=== List of tasks ===
[1] Name the three components that the passage on the company's business says the business is based on.
[2] Continue the passage on the company's business, picking up right after its final sentence.

Our business is based on 3 things. There is a service component, which you can correlate more or less with utilization rates, hence my comment as utilization rates dip we see service revenues dip. It's capacity expansion, which is also tied to utilization rates and a point which is a fab adds capacity really varies by the fab. Some will do it at 95%, some will do it at 100%, some of it do it at 90%. So that is a moving target in some ways.
The last piece of the business is new capability and that part of the business continues to get investment throughout a cycle because everyone has to be prepared for the next great thing and that is why we keep stressing internally to get the design wins for the next node because that's the best way to fuel the business and the long term. Our emphasis right now is looking at that next round of deployment and we have products in testing for certain applications and we are engineering solutions for other applications.

=== Stored data ===
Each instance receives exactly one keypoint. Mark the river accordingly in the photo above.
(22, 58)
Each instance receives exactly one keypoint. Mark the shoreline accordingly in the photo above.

=== Answers for this exercise ===
[1] Service, capacity expansion, and new capability.

[2]
- Analyst
When you're talking about that, you're talking specifically about the semi spaces as opposed to the broader electronics --?
- President and CEO
Specifically around semicap equipment.
- Analyst
Okay but then your microelectronics is much broader than that?
- President and CEO
That's correct.
- Analyst
Right. You have a lot more packaging and you're [be a drilling] and all of that.
- President and CEO
Correct.
- Analyst
Okay. All the investment you are doing right now, when do you start to see the investments kind of roll off and maybe you get back to your more normal 45% gross margin rates?
- President and CEO
I would hesitate to give you an exact date as I'm sure you understand.
- Analyst
Right.
- President and CEO
But certainly, there are a couple of things will happen. The new capacity that we are putting in place, once that gets absorbed, obviously that helps. And then secondly, as you start to see the service revenues really kick in from the FPD that's when I think you will start to see the movement. If I had to venture a guess, I don't think that you will see significant upward movement from where we are guiding right now within 2012. I think you will start to see the turn in 2013.
- Analyst
Okay. About how long do you expect to actually get revenues through the new expansions in plants?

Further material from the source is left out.